◆ Work instructions
Copy out every line from the one containing "For the benchmark, indicate the white cloth" through the last line below, both included. Multiply only the answer coordinates by 0.45 and round each to a whole number, with halves rounded up; leave every other number unchanged.

◆ Material supplied
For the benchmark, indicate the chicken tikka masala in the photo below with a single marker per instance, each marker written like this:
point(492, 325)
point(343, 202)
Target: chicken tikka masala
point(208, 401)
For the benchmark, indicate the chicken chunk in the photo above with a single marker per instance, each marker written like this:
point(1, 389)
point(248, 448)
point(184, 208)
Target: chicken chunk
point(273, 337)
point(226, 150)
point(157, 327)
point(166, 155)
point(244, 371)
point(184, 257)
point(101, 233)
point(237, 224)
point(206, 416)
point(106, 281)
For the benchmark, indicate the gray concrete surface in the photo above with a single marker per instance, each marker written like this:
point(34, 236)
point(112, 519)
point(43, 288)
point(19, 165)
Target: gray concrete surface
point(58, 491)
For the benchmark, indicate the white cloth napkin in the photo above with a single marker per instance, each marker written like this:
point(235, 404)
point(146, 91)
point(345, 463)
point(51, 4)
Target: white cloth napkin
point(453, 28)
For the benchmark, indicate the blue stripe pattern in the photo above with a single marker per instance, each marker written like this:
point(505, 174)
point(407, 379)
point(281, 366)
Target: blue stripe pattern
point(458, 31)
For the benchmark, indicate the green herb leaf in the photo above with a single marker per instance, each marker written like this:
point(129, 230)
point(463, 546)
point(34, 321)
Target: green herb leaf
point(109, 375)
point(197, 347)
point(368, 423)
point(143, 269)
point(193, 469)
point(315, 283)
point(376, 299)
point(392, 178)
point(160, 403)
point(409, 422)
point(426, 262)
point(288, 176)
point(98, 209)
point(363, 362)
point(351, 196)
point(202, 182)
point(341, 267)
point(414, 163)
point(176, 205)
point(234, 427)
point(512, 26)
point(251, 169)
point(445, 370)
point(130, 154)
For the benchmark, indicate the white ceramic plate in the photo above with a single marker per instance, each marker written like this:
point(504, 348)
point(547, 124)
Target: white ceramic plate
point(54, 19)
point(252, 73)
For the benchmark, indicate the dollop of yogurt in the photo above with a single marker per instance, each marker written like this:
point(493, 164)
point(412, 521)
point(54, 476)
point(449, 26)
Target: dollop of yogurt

◆ Solution to the problem
For the benchmark, indicate the white cloth napkin in the photo above with a single marker per instance, each marker written like this:
point(235, 404)
point(146, 91)
point(345, 463)
point(51, 4)
Target: white cloth napkin
point(204, 13)
For the benchmark, indicate the blue stripe pattern in the photo above with a single marker per instance, each marker written like this:
point(505, 174)
point(407, 379)
point(281, 366)
Target: blue stripe pattern
point(206, 14)
For the benchmark, indicate the green herb leaf in the photo above with a single marker per instance, each marker written like this:
point(129, 230)
point(463, 546)
point(34, 321)
Target: green herb leaf
point(49, 169)
point(89, 156)
point(166, 190)
point(64, 121)
point(87, 211)
point(142, 127)
point(169, 135)
point(176, 80)
point(72, 181)
point(184, 190)
point(192, 118)
point(130, 79)
point(44, 94)
point(163, 163)
point(158, 88)
point(91, 82)
point(153, 120)
point(186, 73)
point(79, 92)
point(105, 192)
point(230, 12)
point(113, 76)
point(200, 167)
point(59, 69)
For the benchmark, indicate the white ceramic plate in the photo above with a single marker per instance, each marker written like this:
point(504, 348)
point(547, 124)
Target: white ceramic plate
point(24, 9)
point(113, 33)
For the benchmark, indicate the dollop of yogurt in the photo above with a single marker per instance, each marker written like this:
point(493, 164)
point(412, 521)
point(54, 476)
point(449, 26)
Target: dollop of yogurt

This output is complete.